Task to complete:
Every line from the one that holds "Expected: for every instance of the white building" through the final line should be returned exactly. Omit the pictures.

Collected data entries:

□ □ □ □ □

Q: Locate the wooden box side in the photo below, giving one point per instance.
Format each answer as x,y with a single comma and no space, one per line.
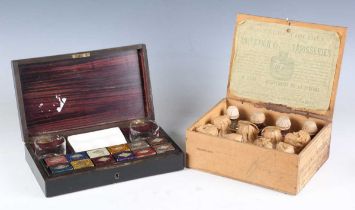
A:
245,162
314,155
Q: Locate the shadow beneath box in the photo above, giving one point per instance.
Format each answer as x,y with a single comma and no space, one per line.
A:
179,140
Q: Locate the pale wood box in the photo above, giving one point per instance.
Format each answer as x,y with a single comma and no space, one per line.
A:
278,67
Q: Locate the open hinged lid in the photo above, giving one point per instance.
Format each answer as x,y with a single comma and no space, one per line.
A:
83,90
286,65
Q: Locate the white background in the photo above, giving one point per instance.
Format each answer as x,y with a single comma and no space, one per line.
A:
189,46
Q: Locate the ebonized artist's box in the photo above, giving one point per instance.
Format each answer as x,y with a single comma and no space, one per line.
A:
103,89
279,67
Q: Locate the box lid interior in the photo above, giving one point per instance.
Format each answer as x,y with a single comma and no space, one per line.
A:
83,90
286,65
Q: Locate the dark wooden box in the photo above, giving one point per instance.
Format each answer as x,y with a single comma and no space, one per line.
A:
104,89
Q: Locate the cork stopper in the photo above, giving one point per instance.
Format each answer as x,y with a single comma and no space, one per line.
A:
284,147
283,122
310,127
233,112
257,117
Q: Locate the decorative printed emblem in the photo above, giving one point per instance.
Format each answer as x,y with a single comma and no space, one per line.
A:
103,159
60,167
282,66
124,154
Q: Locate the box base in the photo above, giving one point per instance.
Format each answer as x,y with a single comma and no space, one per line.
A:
81,180
249,163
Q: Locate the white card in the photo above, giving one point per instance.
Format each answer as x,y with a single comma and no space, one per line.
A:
96,139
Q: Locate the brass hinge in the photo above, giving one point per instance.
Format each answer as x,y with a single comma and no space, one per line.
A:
80,55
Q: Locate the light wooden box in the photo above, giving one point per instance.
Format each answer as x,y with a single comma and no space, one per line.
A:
266,167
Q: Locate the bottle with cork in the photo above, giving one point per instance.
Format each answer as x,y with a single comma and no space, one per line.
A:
233,114
258,118
284,123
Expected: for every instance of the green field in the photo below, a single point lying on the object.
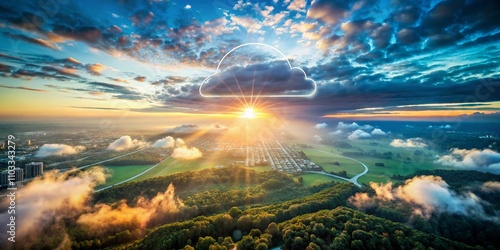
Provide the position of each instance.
(311, 179)
(403, 162)
(172, 166)
(325, 160)
(120, 173)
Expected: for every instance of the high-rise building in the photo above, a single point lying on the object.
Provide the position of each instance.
(5, 178)
(32, 170)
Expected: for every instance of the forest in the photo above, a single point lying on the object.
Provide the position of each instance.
(223, 208)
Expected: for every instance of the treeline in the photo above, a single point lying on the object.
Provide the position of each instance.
(196, 182)
(344, 228)
(455, 178)
(472, 230)
(340, 228)
(204, 192)
(179, 234)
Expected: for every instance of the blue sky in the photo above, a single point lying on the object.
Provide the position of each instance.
(368, 58)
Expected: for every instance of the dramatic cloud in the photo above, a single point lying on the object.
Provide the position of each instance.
(427, 194)
(485, 160)
(191, 128)
(358, 134)
(95, 69)
(58, 150)
(167, 142)
(491, 186)
(124, 143)
(336, 132)
(378, 131)
(186, 153)
(409, 143)
(330, 12)
(353, 126)
(317, 138)
(264, 79)
(321, 125)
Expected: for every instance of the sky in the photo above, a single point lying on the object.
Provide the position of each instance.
(314, 59)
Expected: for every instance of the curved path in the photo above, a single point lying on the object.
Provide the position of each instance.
(110, 159)
(354, 179)
(133, 177)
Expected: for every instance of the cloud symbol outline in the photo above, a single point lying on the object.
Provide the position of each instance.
(217, 71)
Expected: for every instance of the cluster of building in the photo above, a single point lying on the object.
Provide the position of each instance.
(258, 151)
(21, 174)
(286, 158)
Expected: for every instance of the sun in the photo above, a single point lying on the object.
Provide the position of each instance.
(248, 113)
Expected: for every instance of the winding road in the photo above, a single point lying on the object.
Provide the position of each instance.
(133, 177)
(354, 179)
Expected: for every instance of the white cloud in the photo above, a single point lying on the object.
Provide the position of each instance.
(167, 142)
(321, 125)
(378, 131)
(124, 143)
(491, 186)
(317, 138)
(427, 195)
(58, 150)
(485, 160)
(241, 4)
(272, 20)
(252, 25)
(191, 128)
(353, 126)
(185, 153)
(358, 134)
(180, 142)
(298, 5)
(336, 132)
(267, 10)
(447, 126)
(409, 143)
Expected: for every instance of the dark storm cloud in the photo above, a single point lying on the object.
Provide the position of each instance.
(170, 80)
(118, 91)
(6, 68)
(36, 41)
(11, 58)
(330, 12)
(22, 88)
(407, 15)
(275, 78)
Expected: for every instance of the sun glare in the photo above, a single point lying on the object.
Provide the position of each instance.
(248, 113)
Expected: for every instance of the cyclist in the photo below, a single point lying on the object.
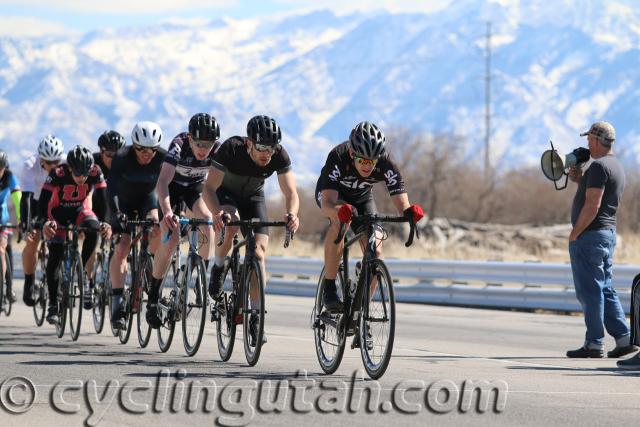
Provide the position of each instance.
(109, 143)
(132, 180)
(344, 186)
(8, 188)
(235, 186)
(34, 173)
(183, 173)
(64, 199)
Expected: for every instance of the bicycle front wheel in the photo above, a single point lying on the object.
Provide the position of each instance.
(97, 293)
(253, 313)
(328, 334)
(224, 315)
(144, 331)
(74, 298)
(167, 294)
(194, 303)
(377, 320)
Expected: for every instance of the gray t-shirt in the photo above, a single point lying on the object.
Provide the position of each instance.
(605, 172)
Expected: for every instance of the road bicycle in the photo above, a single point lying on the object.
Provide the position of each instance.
(369, 310)
(183, 296)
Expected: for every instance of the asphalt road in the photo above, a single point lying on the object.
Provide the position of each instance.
(440, 355)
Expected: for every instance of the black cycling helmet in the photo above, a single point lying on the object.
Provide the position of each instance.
(205, 127)
(80, 160)
(4, 160)
(367, 140)
(111, 141)
(264, 130)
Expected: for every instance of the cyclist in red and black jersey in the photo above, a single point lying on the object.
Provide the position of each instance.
(65, 199)
(344, 186)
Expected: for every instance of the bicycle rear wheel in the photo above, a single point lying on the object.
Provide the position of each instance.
(144, 331)
(194, 304)
(74, 300)
(8, 275)
(62, 304)
(167, 292)
(377, 321)
(329, 336)
(97, 293)
(224, 312)
(253, 318)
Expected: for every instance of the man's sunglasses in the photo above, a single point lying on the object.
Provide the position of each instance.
(365, 162)
(202, 144)
(265, 148)
(145, 149)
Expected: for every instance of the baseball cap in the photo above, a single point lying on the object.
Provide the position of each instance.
(602, 130)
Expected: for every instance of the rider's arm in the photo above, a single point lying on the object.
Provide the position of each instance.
(162, 187)
(287, 183)
(401, 202)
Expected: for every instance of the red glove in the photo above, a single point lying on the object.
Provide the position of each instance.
(345, 213)
(414, 211)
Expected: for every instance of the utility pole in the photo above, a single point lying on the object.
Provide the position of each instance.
(487, 107)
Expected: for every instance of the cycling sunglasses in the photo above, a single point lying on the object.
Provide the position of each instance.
(364, 161)
(265, 148)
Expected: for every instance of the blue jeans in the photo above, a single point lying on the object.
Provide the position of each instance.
(591, 264)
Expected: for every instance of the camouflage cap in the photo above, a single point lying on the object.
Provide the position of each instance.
(603, 130)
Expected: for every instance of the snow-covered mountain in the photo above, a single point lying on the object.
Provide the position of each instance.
(556, 67)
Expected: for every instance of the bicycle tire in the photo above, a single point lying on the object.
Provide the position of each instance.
(75, 298)
(97, 294)
(143, 329)
(377, 321)
(127, 295)
(328, 337)
(252, 353)
(167, 329)
(194, 305)
(40, 291)
(225, 322)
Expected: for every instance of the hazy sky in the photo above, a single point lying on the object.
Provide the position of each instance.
(20, 18)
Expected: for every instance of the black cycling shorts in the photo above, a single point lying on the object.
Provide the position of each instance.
(252, 207)
(366, 206)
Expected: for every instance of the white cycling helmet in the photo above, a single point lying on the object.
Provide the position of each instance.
(146, 134)
(50, 149)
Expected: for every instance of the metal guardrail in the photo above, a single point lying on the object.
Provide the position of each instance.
(466, 283)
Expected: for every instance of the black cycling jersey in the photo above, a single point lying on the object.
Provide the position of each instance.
(97, 159)
(243, 177)
(189, 170)
(339, 173)
(131, 181)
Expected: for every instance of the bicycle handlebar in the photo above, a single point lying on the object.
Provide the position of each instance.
(375, 218)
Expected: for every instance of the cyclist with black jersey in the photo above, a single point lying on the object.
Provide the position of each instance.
(344, 186)
(132, 180)
(183, 173)
(34, 173)
(235, 186)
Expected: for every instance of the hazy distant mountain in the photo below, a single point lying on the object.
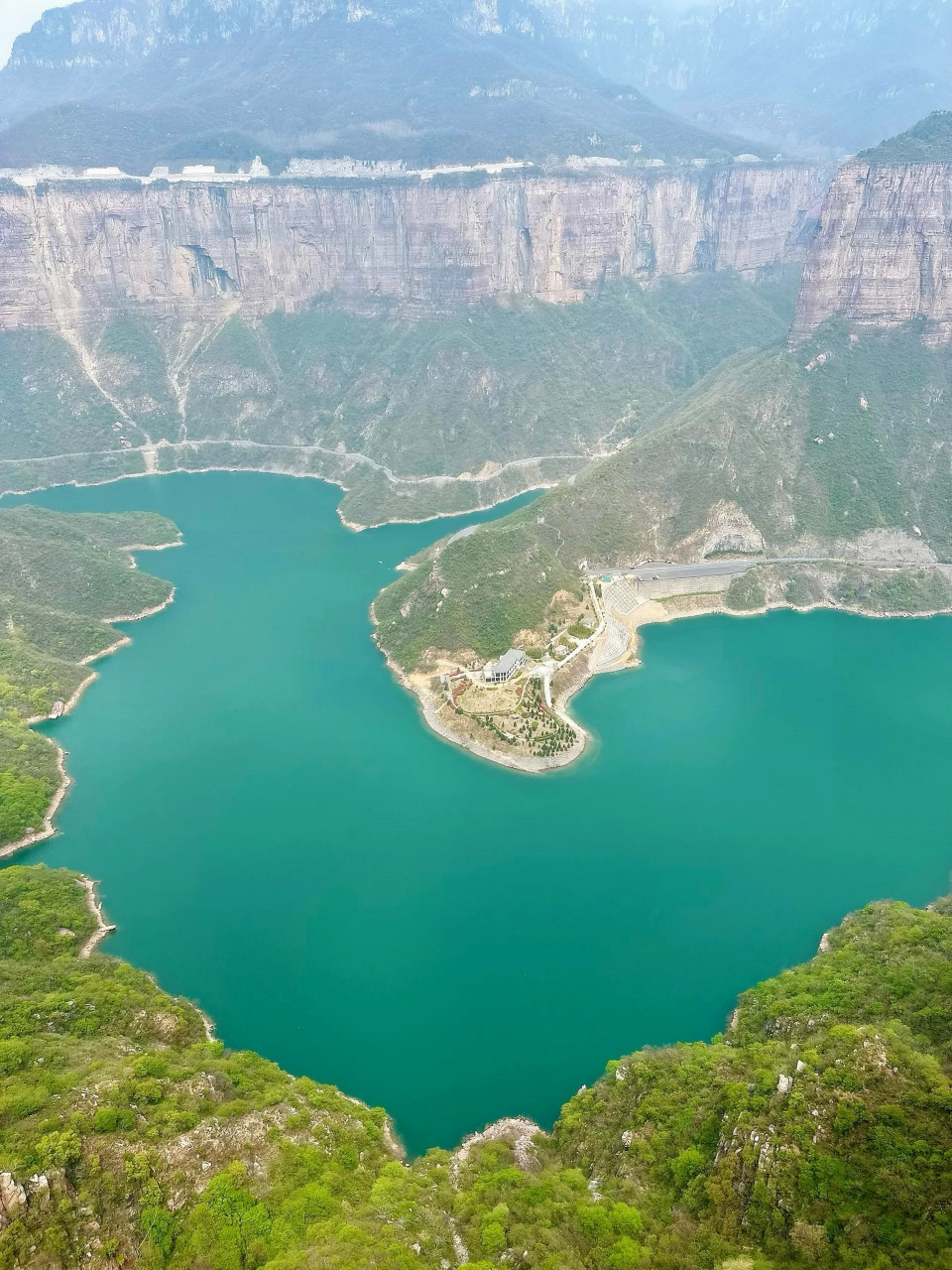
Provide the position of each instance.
(810, 75)
(137, 81)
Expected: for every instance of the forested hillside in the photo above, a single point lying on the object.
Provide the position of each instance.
(522, 393)
(774, 453)
(814, 1132)
(62, 578)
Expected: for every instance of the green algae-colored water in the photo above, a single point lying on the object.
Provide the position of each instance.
(281, 838)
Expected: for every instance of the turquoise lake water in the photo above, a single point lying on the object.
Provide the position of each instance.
(280, 837)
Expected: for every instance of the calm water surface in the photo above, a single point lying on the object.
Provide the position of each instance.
(281, 839)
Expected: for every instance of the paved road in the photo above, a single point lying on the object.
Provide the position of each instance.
(699, 570)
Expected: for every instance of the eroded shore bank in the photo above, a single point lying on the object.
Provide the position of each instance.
(566, 684)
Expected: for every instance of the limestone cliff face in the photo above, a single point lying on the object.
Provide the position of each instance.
(884, 252)
(73, 253)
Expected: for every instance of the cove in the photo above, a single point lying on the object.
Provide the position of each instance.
(280, 837)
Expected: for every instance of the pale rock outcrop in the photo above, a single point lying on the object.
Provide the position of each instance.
(75, 253)
(884, 250)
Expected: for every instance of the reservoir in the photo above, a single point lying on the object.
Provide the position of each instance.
(280, 837)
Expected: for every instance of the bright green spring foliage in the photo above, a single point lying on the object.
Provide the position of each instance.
(814, 1132)
(61, 578)
(821, 444)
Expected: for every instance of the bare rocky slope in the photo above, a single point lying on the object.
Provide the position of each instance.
(412, 340)
(75, 253)
(884, 252)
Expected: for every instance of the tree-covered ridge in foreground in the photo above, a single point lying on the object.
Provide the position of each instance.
(778, 453)
(815, 1132)
(521, 393)
(62, 578)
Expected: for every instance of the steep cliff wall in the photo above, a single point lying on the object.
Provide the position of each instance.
(73, 254)
(884, 252)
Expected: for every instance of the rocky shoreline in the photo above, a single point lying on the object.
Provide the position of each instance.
(654, 612)
(49, 828)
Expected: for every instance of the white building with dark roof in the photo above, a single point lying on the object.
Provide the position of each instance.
(503, 670)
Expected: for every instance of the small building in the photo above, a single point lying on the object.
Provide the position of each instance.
(503, 670)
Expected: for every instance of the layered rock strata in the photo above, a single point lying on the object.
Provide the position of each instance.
(75, 253)
(884, 252)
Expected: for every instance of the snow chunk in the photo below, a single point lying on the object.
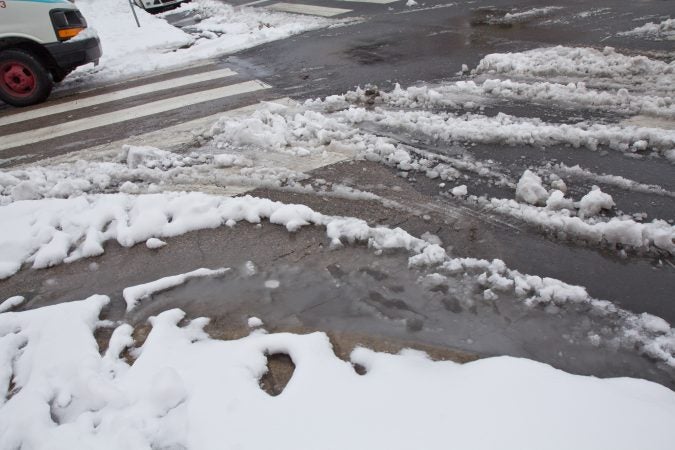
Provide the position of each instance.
(154, 243)
(459, 191)
(254, 322)
(11, 303)
(272, 284)
(530, 189)
(133, 294)
(593, 202)
(557, 201)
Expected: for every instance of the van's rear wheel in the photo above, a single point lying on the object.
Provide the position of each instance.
(24, 80)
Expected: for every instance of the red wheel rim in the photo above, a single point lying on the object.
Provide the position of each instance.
(17, 79)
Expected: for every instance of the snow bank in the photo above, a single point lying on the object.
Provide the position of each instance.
(657, 235)
(48, 232)
(584, 63)
(573, 94)
(657, 31)
(185, 390)
(129, 50)
(593, 202)
(133, 294)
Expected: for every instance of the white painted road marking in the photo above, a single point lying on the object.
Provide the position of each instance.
(184, 134)
(311, 10)
(114, 96)
(148, 109)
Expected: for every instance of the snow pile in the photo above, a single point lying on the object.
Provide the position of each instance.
(134, 294)
(129, 50)
(48, 232)
(593, 202)
(527, 15)
(530, 189)
(664, 30)
(186, 390)
(584, 63)
(573, 94)
(657, 236)
(11, 303)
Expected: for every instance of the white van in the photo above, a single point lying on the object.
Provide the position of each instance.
(41, 41)
(150, 5)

□ □ □ □ □

Correct response:
Expected: for every instance of the white building with dark roof in the photo above, a single point lying on the object.
Provide the position of each instance.
(503, 670)
Expected: for every instance of the small building in the photo above, a single point lying on the object.
Provide the position of each instance.
(503, 670)
Expected: for every instance of the layered rock strata in the photo above, a single point lying on the object.
Provide the position of each instance.
(75, 253)
(884, 252)
Expected: for every instance of the snow chunk in the photo below, a single point lying on the object.
Provide the position of each instance.
(154, 243)
(459, 191)
(254, 322)
(11, 303)
(272, 284)
(530, 189)
(133, 294)
(593, 202)
(557, 201)
Expected: for every instance of the van's rear wheel in the photo above, a single point lying on the object.
Provide the position of each instance.
(24, 80)
Expected: for every instance of the red wheel rim in the photo above, a single point lying on the object.
Provide the position of each instance.
(17, 79)
Expected: for every instance of the snow bank in the photo above, a single point lying on the object.
Provide the position of each instance.
(657, 235)
(48, 232)
(584, 63)
(573, 94)
(657, 31)
(185, 390)
(129, 50)
(593, 202)
(133, 294)
Expected: for every instance of the white painted road marking in the photo above, a single point lying on the object.
Provide the position of each instance.
(184, 134)
(311, 10)
(114, 96)
(148, 109)
Expected: for every instance of the snow pile in the photo above, a single point lying on the object.
Provide the position of each instance.
(134, 294)
(129, 50)
(48, 232)
(593, 202)
(527, 15)
(530, 189)
(664, 30)
(186, 390)
(584, 63)
(573, 94)
(657, 236)
(11, 303)
Expected: for every instance of the white van in the photo above, a single point lying on the object.
Provide the position of each instance.
(41, 41)
(150, 5)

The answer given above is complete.